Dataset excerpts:
· · · · · · ·
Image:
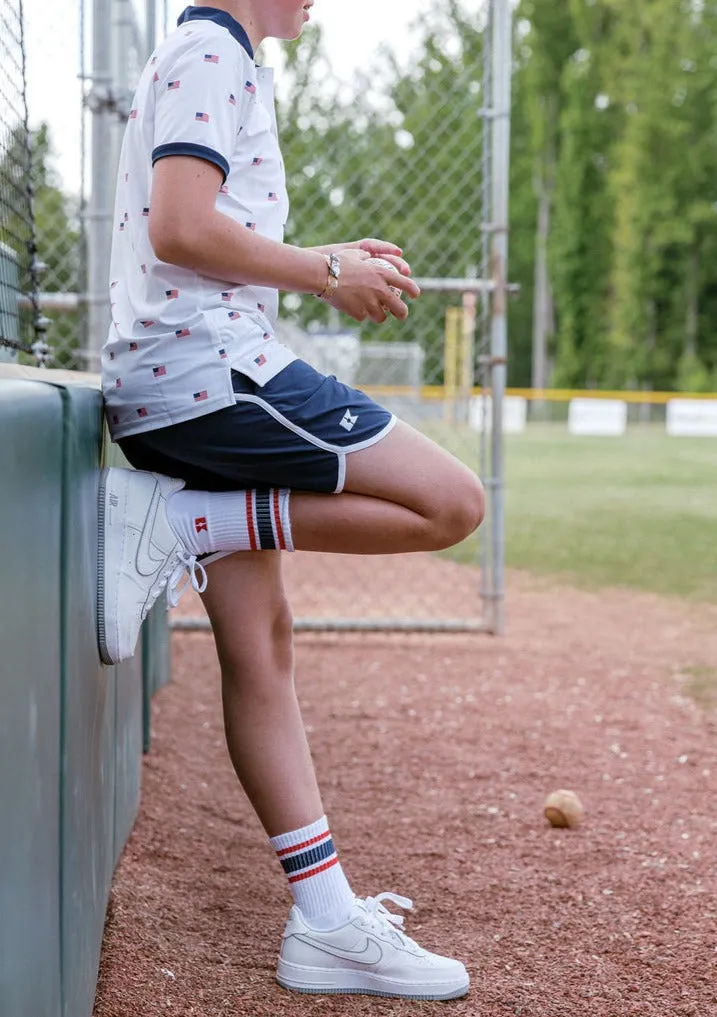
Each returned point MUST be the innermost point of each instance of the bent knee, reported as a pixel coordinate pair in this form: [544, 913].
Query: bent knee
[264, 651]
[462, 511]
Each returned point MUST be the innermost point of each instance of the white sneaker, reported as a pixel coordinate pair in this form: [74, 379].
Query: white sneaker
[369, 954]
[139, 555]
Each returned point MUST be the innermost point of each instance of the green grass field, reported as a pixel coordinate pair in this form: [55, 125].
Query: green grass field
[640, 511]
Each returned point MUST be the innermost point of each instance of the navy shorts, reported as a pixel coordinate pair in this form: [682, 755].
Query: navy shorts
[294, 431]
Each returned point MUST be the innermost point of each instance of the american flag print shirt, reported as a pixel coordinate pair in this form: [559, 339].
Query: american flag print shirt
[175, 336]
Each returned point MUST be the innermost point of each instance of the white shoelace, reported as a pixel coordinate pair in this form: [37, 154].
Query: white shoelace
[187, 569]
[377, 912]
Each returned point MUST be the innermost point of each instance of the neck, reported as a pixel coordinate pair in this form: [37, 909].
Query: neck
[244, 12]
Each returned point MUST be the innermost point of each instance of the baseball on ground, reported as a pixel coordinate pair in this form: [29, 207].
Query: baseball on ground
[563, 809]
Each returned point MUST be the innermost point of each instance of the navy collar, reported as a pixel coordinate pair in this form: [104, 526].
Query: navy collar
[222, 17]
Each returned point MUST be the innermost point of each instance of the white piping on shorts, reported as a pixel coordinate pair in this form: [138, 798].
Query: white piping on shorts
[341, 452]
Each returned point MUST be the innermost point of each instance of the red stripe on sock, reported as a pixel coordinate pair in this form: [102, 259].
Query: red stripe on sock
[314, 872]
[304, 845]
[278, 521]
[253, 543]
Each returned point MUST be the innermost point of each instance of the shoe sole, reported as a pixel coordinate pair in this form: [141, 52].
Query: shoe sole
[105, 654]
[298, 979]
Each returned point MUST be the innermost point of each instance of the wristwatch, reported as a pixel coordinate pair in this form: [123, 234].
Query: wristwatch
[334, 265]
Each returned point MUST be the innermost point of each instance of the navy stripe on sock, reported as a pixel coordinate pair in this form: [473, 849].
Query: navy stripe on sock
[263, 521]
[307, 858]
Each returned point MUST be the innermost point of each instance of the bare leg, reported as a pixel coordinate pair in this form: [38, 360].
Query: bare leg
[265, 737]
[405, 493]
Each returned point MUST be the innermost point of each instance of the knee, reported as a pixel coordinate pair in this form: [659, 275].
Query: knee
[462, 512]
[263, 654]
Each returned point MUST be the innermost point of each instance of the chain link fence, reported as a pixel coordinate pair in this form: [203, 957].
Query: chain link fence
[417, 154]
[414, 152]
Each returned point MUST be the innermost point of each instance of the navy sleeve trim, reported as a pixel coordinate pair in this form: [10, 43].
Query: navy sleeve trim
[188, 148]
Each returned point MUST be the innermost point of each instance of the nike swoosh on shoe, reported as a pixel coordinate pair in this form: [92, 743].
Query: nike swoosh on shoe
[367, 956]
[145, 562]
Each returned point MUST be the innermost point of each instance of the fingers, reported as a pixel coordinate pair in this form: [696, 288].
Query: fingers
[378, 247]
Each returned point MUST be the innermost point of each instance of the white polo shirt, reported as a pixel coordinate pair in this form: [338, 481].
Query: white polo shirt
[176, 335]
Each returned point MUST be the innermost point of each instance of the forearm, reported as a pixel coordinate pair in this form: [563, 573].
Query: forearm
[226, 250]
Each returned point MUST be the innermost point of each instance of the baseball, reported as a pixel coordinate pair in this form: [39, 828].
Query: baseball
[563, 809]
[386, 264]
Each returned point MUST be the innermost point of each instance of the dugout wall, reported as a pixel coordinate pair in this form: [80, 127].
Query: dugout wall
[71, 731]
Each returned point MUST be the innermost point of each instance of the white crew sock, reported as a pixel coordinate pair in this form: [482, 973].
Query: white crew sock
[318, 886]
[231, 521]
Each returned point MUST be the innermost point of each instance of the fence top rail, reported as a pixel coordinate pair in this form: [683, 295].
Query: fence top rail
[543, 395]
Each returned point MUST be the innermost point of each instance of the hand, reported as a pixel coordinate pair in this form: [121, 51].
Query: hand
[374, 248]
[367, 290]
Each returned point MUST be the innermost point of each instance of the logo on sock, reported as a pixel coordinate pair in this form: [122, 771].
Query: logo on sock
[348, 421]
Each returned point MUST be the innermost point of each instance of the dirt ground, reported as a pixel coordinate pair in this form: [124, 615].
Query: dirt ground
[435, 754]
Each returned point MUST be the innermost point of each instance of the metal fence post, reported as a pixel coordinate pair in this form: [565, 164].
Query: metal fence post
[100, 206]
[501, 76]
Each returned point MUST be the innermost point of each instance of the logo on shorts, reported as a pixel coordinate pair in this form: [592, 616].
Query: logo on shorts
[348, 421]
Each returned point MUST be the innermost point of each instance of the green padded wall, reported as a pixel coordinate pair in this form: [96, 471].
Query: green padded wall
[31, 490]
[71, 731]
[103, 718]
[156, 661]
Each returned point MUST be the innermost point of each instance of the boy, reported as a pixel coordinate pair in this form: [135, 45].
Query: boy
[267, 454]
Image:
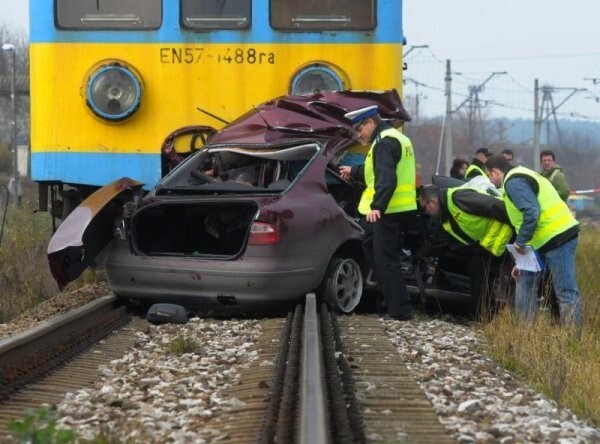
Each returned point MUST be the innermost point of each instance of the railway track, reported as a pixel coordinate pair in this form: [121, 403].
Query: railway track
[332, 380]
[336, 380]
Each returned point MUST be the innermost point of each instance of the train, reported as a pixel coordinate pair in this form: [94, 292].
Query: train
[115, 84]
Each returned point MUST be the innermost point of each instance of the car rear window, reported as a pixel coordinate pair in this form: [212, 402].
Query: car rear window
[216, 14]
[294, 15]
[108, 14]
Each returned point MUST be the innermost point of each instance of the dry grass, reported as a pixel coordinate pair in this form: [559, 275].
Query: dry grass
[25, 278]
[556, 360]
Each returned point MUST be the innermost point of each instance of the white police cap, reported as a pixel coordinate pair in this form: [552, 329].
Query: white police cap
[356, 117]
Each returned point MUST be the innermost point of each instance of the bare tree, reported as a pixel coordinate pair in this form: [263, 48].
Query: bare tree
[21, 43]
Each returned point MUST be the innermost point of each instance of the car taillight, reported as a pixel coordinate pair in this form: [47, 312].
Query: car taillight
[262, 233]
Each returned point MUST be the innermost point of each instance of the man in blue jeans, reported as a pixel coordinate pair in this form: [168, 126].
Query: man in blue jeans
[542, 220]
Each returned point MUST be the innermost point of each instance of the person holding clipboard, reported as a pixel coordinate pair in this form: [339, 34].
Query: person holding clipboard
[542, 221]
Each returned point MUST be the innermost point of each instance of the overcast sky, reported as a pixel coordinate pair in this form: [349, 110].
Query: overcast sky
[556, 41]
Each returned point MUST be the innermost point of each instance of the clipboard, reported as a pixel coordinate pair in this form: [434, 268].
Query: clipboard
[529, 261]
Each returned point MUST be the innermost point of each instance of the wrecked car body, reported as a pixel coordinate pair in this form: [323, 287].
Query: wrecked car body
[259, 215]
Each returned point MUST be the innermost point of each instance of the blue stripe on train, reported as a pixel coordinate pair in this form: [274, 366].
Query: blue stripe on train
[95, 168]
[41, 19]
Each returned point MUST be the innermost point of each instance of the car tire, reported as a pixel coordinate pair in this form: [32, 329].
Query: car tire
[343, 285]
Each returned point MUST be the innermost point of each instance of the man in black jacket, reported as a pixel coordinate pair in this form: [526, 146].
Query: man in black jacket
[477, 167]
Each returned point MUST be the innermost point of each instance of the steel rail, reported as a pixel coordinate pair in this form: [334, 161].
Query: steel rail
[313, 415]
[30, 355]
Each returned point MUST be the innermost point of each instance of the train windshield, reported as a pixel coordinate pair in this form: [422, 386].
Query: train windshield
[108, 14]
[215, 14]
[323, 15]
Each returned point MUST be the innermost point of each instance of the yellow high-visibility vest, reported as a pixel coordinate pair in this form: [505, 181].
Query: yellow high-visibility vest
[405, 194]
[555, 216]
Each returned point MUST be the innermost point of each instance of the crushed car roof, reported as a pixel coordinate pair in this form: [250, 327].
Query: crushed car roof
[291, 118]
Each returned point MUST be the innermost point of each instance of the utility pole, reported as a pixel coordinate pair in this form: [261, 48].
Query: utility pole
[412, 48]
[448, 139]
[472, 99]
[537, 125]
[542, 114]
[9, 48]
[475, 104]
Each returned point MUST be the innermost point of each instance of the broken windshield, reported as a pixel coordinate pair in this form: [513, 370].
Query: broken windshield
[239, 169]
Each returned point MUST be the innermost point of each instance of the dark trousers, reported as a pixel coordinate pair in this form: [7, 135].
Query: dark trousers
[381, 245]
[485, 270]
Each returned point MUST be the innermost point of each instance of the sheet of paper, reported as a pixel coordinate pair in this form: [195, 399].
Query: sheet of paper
· · · · · · ·
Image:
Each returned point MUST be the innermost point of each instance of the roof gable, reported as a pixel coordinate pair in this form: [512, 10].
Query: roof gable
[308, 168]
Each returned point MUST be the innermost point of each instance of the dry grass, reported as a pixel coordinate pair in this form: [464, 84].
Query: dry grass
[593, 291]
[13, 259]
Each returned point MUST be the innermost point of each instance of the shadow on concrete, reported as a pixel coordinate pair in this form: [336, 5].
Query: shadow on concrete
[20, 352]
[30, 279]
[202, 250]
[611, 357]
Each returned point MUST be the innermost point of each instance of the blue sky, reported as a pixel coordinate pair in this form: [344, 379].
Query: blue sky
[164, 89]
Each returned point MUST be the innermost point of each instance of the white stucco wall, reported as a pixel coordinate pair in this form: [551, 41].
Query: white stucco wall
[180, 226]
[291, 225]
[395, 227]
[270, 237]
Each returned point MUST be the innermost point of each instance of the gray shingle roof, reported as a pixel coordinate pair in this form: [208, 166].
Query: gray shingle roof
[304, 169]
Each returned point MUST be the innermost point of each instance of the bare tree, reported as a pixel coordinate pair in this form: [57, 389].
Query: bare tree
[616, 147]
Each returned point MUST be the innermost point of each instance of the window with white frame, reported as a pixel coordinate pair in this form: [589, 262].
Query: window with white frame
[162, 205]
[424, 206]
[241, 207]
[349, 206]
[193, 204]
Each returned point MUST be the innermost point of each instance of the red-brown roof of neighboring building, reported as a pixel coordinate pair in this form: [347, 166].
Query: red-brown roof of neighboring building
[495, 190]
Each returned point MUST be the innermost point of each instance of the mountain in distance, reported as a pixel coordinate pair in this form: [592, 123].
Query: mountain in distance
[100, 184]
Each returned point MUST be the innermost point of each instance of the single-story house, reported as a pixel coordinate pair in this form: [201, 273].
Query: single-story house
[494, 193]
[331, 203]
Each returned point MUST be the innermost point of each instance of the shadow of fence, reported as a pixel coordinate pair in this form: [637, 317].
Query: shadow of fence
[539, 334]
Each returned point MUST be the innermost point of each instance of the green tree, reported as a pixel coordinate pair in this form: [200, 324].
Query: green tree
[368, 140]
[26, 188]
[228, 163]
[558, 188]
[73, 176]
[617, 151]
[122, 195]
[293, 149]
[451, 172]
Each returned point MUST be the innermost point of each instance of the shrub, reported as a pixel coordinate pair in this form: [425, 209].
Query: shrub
· · · · · · ·
TRY IT |
Whenever a line of the entries contains the string "paper", copy that line.

RESULT FOR THIS TASK |
Each returned point MUST be the innermost point of each instance of the sheet of paper, reported as a pixel coordinate pair in this form: [195, 399].
Query: sheet of paper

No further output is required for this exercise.